:: SOURCE RECORDS ::
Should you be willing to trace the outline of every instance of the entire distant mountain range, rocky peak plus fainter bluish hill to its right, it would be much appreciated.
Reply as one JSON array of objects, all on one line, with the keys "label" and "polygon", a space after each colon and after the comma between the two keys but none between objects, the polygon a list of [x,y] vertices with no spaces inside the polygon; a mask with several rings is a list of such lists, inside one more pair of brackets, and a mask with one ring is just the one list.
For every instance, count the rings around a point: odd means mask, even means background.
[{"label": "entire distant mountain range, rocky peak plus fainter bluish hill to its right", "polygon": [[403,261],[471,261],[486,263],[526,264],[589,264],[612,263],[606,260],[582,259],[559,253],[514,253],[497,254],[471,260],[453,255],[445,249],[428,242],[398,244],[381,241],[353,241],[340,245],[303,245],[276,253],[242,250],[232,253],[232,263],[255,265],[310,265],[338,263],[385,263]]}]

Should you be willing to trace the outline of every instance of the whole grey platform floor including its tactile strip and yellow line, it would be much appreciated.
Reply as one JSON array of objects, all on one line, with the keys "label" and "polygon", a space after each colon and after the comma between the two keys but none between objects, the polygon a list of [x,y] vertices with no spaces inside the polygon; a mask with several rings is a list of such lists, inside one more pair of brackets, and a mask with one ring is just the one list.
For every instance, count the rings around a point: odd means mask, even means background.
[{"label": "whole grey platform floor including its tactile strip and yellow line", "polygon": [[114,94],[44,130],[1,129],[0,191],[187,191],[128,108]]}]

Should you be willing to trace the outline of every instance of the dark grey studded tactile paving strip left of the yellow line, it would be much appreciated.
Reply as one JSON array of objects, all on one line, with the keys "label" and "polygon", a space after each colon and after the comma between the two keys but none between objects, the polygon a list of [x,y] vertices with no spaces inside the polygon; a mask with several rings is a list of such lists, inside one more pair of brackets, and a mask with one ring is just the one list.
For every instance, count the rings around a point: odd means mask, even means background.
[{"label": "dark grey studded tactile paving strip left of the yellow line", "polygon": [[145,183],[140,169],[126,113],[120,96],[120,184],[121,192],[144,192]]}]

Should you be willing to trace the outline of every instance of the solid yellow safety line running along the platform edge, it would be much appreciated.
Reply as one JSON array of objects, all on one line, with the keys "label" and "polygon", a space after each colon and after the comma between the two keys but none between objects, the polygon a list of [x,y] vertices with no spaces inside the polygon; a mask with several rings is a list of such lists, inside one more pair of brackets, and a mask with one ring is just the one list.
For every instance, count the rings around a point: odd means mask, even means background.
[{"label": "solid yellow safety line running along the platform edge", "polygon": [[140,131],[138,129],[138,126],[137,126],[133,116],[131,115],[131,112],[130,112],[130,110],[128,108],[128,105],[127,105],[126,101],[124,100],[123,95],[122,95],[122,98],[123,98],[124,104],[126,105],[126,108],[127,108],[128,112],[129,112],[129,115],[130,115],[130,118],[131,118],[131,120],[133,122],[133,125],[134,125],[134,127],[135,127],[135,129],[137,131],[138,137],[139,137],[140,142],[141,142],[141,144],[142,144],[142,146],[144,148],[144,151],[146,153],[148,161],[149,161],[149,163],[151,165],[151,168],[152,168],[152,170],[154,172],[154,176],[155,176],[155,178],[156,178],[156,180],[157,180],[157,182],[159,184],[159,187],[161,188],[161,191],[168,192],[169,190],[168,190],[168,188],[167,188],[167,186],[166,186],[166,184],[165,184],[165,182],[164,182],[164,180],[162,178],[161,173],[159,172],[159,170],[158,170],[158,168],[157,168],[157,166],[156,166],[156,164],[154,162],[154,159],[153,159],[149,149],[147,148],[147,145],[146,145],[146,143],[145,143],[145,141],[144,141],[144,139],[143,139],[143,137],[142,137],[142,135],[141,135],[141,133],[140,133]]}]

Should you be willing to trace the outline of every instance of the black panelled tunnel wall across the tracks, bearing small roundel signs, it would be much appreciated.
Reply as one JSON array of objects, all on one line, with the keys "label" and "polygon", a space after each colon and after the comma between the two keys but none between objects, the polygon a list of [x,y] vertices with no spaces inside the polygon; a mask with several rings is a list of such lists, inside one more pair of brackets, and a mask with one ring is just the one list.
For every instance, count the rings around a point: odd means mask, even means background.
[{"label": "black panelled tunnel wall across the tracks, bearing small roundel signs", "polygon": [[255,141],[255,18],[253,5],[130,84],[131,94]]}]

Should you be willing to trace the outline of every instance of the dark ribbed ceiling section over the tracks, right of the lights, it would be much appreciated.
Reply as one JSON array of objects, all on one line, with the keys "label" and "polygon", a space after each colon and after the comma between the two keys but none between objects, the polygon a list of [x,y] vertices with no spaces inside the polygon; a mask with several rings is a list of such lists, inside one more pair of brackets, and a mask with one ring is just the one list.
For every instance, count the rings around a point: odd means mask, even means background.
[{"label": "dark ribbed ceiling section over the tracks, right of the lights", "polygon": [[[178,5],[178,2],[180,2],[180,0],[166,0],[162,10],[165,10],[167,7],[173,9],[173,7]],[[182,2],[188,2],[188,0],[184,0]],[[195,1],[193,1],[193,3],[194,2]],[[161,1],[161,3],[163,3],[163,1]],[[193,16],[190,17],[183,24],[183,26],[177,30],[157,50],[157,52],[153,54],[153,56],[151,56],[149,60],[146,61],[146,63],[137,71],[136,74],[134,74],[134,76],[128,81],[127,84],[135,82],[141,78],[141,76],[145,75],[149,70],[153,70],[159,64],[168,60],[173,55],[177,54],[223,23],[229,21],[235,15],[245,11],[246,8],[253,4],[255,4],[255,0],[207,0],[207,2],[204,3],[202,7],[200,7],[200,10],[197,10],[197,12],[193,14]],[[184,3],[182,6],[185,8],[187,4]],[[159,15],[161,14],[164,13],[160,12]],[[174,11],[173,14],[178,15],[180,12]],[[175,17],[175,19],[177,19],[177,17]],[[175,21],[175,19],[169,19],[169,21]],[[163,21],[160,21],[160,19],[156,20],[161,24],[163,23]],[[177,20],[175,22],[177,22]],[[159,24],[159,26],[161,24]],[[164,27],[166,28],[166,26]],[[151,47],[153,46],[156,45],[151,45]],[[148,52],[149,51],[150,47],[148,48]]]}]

:: WHAT THE EXERCISE ASKS ::
Could you output every entry above exactly as it stands?

:: TASK RESULT ::
Should you be willing to trace the outline of every instance of the entire distant mountain range, rocky peak plus fainter bluish hill to its right, it would be much appreciated.
Reply as one JSON array of objects, all on one line, with the keys "label" and "polygon", a space after each colon and after the comma between the two keys but none between objects, the polygon a list of [x,y] vertices with no spaces inside the polygon; a mask with several rings is a list of such lists, inside one more pair of brackets, and a mask with one ring is just the one list.
For every instance, count the rings around a point: odd means mask, even means background.
[{"label": "entire distant mountain range, rocky peak plus fainter bluish hill to its right", "polygon": [[403,261],[471,261],[486,263],[526,264],[589,264],[612,263],[606,260],[582,259],[559,253],[514,253],[497,254],[471,260],[453,255],[445,249],[428,242],[398,244],[381,241],[353,241],[340,245],[303,245],[276,253],[242,250],[232,253],[232,263],[255,265],[310,265],[338,263],[385,263]]}]

Should you be willing to trace the outline of every instance of the whole grey platform floor including its tactile strip and yellow line, it would be much appreciated.
Reply as one JSON array of objects, all on one line, with the keys "label" and "polygon", a space after each colon and after the comma between the two keys but none between objects, the polygon a list of [x,y] vertices with no spaces inside the polygon; a mask with several rings is a list of such lists, inside one more pair of brackets, and a mask with one ring is just the one list.
For every instance, count the rings around a point: odd means mask, even means background.
[{"label": "whole grey platform floor including its tactile strip and yellow line", "polygon": [[114,94],[44,130],[1,129],[0,191],[187,191],[128,108]]}]

Should you be willing to trace the outline of every instance of the dark grey studded tactile paving strip left of the yellow line, it would be much appreciated.
Reply as one JSON array of objects, all on one line, with the keys "label" and "polygon", a space after each colon and after the comma between the two keys but none between objects, the polygon a list of [x,y] vertices with no spaces inside the polygon; a mask with several rings is a list of such lists, inside one more pair of brackets, and a mask with one ring is just the one list.
For every instance, count the rings around a point: odd means mask, even means background.
[{"label": "dark grey studded tactile paving strip left of the yellow line", "polygon": [[145,183],[140,169],[126,113],[120,96],[120,184],[121,192],[144,192]]}]

Should you be willing to trace the outline of every instance of the solid yellow safety line running along the platform edge, it would be much appreciated.
Reply as one JSON array of objects, all on one line, with the keys "label" and "polygon", a space after each colon and after the comma between the two keys but none between objects, the polygon a list of [x,y] vertices with no spaces inside the polygon; a mask with several rings is a list of such lists, inside one more pair of brackets, and a mask with one ring is just the one list.
For every instance, count the rings around a point: odd means mask, even means background.
[{"label": "solid yellow safety line running along the platform edge", "polygon": [[140,131],[138,129],[138,126],[137,126],[133,116],[131,115],[131,112],[130,112],[130,110],[128,108],[128,105],[127,105],[126,101],[124,100],[123,95],[122,95],[122,98],[123,98],[124,104],[126,105],[126,108],[127,108],[128,112],[129,112],[129,115],[130,115],[130,118],[131,118],[131,120],[133,122],[133,125],[134,125],[134,127],[135,127],[135,129],[137,131],[138,137],[139,137],[140,142],[141,142],[141,144],[142,144],[142,146],[144,148],[144,151],[146,153],[148,161],[149,161],[149,163],[151,165],[151,168],[152,168],[152,170],[154,172],[154,176],[155,176],[155,178],[156,178],[156,180],[157,180],[157,182],[159,184],[159,187],[161,188],[161,191],[168,192],[169,190],[168,190],[168,188],[167,188],[167,186],[166,186],[166,184],[165,184],[165,182],[164,182],[164,180],[162,178],[161,173],[159,172],[159,170],[158,170],[158,168],[157,168],[157,166],[156,166],[156,164],[154,162],[154,159],[153,159],[149,149],[147,148],[147,145],[146,145],[146,143],[145,143],[145,141],[144,141],[144,139],[143,139],[143,137],[142,137],[142,135],[141,135],[141,133],[140,133]]}]

Should you be willing to trace the outline of every instance of the black panelled tunnel wall across the tracks, bearing small roundel signs, it would be much appreciated.
Reply as one JSON array of objects, all on one line, with the keys "label" and "polygon", a space after each colon and after the comma between the two keys but none between objects, the polygon a list of [x,y] vertices with no spaces inside the polygon; a mask with several rings is a list of such lists, inside one more pair of brackets, and a mask with one ring is just the one list.
For every instance, count the rings around a point: odd means mask, even means background.
[{"label": "black panelled tunnel wall across the tracks, bearing small roundel signs", "polygon": [[255,141],[255,18],[253,5],[130,84],[131,94]]}]

Should you be willing to trace the outline of every instance of the dark ribbed ceiling section over the tracks, right of the lights, it would be much appreciated.
Reply as one JSON array of objects, all on one line, with the keys "label" and "polygon", a space after each colon and after the comma between the two keys but none between objects, the polygon a list of [x,y] vertices with no spaces inside the polygon; a mask with several rings is a list of such lists, inside one more pair of brackets, and a mask with one ring is just the one list.
For every instance, count the rings around a point: odd means mask, even means background.
[{"label": "dark ribbed ceiling section over the tracks, right of the lights", "polygon": [[[178,5],[178,2],[180,2],[180,0],[166,0],[162,10],[165,10],[167,7],[173,9],[173,7]],[[182,2],[188,2],[188,0],[184,0]],[[195,1],[193,1],[193,3],[194,2]],[[161,1],[161,3],[163,3],[163,1]],[[193,16],[190,17],[183,24],[183,26],[177,30],[157,50],[157,52],[153,54],[153,56],[151,56],[149,60],[146,61],[146,63],[137,71],[136,74],[134,74],[134,76],[128,81],[127,84],[135,82],[141,78],[141,76],[145,75],[149,70],[153,70],[159,64],[168,60],[173,55],[177,54],[223,23],[229,21],[235,15],[245,11],[246,8],[253,4],[255,4],[255,0],[207,0],[207,2],[204,3],[202,7],[200,7],[200,10],[197,10],[197,12],[193,14]],[[184,3],[182,6],[185,8],[187,4]],[[159,15],[161,14],[164,13],[160,12]],[[174,11],[173,14],[178,15],[180,12]],[[175,17],[175,19],[177,19],[177,17]],[[175,21],[175,19],[169,19],[169,21]],[[163,21],[160,21],[160,19],[156,20],[161,24],[163,23]],[[177,20],[175,22],[177,22]],[[159,24],[159,26],[161,24]],[[164,27],[166,28],[166,26]],[[151,47],[153,46],[156,45],[151,45]],[[148,52],[149,51],[150,47],[148,48]]]}]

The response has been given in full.